▸ **Written exercise**:
Please rewrite the material from its start up to and including the line with "81), (160, 80)]", replacing "hazy skyline" with "foggy skyline" and keeping everything else the same.

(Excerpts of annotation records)
-- Begin --

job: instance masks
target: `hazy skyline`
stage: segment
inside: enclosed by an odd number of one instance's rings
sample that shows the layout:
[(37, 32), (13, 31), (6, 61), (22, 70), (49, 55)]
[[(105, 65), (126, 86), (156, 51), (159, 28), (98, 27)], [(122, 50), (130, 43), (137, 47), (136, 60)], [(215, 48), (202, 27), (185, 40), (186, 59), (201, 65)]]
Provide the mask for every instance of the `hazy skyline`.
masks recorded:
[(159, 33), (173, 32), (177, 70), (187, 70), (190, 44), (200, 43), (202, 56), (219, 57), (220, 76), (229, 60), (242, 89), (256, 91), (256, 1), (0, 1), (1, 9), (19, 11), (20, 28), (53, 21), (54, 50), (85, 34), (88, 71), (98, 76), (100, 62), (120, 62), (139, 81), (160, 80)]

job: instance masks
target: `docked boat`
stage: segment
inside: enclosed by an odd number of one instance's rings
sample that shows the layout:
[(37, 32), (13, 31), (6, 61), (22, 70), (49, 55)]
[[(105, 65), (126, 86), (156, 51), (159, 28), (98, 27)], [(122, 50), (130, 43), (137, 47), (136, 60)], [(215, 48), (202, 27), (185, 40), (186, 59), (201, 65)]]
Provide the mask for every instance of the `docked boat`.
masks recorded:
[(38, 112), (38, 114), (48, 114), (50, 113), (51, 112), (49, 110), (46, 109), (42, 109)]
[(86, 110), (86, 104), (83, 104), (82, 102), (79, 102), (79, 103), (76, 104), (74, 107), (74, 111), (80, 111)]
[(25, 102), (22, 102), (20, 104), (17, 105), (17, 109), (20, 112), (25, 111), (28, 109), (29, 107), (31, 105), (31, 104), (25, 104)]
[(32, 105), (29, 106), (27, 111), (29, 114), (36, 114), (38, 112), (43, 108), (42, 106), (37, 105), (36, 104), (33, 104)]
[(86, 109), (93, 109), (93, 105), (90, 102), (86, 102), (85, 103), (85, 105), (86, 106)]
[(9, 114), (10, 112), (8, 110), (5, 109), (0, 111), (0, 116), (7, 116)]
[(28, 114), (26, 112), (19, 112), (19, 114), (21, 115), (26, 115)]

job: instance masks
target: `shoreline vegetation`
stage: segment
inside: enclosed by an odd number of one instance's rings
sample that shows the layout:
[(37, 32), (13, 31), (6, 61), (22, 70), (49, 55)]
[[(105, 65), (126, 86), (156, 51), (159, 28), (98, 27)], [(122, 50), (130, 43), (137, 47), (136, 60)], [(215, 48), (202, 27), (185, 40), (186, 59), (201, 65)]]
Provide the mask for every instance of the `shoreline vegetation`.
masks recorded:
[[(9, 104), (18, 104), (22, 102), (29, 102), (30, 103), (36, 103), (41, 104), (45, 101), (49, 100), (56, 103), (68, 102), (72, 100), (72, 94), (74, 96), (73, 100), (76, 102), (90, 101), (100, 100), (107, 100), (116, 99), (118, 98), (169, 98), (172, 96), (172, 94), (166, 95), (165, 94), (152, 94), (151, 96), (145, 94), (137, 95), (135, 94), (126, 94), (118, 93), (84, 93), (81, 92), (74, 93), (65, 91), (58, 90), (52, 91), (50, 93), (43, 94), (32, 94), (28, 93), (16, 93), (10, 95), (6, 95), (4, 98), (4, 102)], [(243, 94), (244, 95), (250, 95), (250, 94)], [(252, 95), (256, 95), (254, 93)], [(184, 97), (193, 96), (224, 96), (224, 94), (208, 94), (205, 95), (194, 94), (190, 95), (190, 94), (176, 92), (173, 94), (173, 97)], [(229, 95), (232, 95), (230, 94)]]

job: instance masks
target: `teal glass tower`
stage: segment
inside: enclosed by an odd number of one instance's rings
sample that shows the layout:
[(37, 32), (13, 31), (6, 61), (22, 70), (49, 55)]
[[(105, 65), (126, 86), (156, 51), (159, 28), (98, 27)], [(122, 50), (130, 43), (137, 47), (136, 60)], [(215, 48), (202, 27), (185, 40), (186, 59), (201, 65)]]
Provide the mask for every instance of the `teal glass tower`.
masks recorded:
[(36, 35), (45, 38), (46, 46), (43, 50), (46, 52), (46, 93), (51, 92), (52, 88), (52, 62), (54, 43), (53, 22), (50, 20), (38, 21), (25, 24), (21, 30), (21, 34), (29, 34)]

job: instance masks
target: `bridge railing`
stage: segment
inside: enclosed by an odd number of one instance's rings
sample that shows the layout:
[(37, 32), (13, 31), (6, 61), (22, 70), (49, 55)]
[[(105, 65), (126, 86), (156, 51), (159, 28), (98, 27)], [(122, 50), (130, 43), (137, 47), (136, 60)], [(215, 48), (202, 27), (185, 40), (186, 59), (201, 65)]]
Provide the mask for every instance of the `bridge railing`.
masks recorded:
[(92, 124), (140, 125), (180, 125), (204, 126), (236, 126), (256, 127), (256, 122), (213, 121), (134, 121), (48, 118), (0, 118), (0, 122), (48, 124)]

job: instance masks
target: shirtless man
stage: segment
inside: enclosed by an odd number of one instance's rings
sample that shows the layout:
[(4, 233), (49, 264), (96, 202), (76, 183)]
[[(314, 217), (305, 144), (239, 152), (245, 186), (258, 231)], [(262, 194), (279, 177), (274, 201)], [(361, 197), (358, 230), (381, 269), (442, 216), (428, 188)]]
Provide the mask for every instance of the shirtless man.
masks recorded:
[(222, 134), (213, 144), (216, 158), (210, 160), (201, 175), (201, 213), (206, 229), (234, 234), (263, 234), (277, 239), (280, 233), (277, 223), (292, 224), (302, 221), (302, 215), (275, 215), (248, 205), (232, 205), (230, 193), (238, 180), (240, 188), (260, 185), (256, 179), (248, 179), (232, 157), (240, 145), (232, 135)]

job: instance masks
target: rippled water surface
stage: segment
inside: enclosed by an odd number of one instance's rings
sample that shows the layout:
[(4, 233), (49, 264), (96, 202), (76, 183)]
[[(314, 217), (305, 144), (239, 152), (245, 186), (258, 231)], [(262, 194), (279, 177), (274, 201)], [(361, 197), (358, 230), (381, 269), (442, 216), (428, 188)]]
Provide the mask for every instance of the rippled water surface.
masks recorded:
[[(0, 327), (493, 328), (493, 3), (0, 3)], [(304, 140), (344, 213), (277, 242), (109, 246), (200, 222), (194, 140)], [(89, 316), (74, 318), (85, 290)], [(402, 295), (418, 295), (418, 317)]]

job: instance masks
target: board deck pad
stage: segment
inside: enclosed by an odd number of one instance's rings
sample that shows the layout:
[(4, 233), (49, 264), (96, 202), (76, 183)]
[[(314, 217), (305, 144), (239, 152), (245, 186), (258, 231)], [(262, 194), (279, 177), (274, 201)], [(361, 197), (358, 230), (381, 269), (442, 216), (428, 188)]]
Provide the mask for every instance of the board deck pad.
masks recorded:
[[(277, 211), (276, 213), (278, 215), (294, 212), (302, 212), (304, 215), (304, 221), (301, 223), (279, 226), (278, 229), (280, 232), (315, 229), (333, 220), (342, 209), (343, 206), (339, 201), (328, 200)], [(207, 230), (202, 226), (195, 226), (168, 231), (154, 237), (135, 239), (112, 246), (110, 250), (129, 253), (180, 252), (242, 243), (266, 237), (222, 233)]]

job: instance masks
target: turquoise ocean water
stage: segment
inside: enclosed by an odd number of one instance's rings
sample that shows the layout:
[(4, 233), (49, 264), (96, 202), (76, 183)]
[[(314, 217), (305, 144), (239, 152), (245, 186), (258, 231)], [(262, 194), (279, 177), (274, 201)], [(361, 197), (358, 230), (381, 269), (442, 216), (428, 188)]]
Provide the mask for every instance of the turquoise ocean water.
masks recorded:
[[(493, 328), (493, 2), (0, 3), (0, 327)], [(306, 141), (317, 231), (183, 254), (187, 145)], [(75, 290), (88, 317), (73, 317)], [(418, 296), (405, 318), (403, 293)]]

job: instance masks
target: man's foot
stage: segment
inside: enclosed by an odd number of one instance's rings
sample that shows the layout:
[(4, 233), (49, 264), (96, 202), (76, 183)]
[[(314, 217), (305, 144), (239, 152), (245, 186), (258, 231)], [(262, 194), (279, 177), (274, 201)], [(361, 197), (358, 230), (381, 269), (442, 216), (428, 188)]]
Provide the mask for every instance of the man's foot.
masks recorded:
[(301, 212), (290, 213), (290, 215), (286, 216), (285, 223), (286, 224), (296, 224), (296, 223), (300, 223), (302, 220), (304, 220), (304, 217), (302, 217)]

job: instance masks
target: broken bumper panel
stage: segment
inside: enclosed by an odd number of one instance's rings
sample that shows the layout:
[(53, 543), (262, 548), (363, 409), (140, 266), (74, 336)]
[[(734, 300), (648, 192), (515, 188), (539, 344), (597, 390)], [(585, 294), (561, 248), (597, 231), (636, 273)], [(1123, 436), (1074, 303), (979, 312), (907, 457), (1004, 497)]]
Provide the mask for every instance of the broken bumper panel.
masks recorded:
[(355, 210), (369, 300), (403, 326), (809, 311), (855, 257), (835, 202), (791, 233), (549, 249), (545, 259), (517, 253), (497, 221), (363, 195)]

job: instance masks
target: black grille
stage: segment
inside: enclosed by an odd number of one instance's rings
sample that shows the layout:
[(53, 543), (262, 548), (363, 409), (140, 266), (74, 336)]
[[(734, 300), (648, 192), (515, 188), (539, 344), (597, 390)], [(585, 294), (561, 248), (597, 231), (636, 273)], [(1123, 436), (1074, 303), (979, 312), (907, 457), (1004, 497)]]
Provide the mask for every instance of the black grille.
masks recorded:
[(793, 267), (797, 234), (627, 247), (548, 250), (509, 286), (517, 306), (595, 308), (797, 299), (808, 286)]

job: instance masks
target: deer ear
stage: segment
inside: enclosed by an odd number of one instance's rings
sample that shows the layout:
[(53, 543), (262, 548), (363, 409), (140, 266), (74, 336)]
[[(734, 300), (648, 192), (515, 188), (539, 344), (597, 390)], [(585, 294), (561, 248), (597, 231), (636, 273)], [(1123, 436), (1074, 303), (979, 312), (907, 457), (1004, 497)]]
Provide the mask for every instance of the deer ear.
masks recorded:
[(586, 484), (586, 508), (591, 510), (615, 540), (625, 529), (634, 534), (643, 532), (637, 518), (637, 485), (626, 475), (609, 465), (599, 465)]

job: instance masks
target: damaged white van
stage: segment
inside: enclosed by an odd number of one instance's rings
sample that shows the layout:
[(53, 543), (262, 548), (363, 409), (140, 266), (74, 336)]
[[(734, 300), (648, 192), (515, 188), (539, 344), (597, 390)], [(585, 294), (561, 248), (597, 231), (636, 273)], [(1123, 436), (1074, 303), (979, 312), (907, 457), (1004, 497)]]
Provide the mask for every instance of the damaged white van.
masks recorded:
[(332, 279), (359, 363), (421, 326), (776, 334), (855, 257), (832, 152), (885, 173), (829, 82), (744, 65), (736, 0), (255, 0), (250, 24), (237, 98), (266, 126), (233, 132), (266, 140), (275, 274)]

-- End --

▸ **Task solution**:
job: instance masks
target: `foggy skyline`
stage: segment
inside: enclosed by an odd number of one instance's rings
sample that shows the layout:
[(37, 32), (13, 31), (6, 61), (22, 70), (49, 55)]
[[(105, 65), (126, 86), (156, 51), (159, 28), (98, 27)], [(122, 50), (130, 43), (137, 47), (136, 60)], [(215, 48), (202, 27), (185, 40), (186, 59), (201, 65)]]
Provide the mask for every instance of the `foggy skyline`.
masks recorded:
[(159, 33), (173, 32), (177, 70), (187, 70), (190, 44), (200, 43), (202, 56), (219, 57), (220, 76), (229, 60), (242, 89), (256, 91), (256, 1), (0, 1), (1, 9), (19, 11), (20, 28), (53, 21), (54, 50), (85, 34), (88, 71), (98, 76), (100, 62), (120, 62), (139, 81), (160, 80)]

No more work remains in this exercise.